• Excerto:
----------------------------------------
Quando a limitação não existe na lei mas é negociada pelas partes, quid iuris?


Desde que a limitação seja temporária e, por isso, não viole o princípio da livre comercialidade e da livre disponibilidade dos bens inerente ao direito de propriedade que, como vimos, só admite no seu estatuto as restrições legalmente impostas, o negócio pode ser válido.


Contudo, o seu efeito é meramente obrigacional.


Só as restrições legalmente previstas têm efeito erga omnes pois apenas essas preenchem o estatuto do direito real de propriedade. As restantes, podendo ser válidas se limitadas no tempo, não se impõem senão às partes.


ÂMBITO PROCESSUAL


Enunciado o conteúdo do direito de propriedade,


Passemos agora ao âmbito processual.


E aqui, se entendermos a indisponibilidade do bem em sentido amplo de modo a abranger a não alienação e, bem assim, a não transformação material e económica do bem, podemos encontrar diferentes espécies de providências judiciárias consoante a situação de carência em que se encontrem os direitos ou as faculdades do requerente.
----------------------------------------
Reproduza, no excerto sobre o direito de propriedade, tudo o que vai desde «E aqui, se entendermos» até «faculdades do requerente.». Os dados apresentados a seguir constituem material independente do excerto.

• Dados registados:
----------------------------------------
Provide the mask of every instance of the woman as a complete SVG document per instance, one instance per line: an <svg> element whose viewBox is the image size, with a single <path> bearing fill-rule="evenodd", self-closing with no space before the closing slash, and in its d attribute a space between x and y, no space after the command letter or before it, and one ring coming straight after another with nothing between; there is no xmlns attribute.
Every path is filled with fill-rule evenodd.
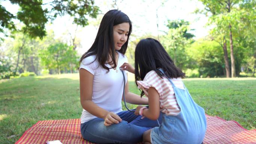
----------------------------------------
• Resposta à tarefa:
E aqui, se entendermos a indisponibilidade do bem em sentido amplo de modo a abranger a não alienação e, bem assim, a não transformação material e económica do bem, podemos encontrar diferentes espécies de providências judiciárias consoante a situação de carência em que se encontrem os direitos ou as faculdades do requerente.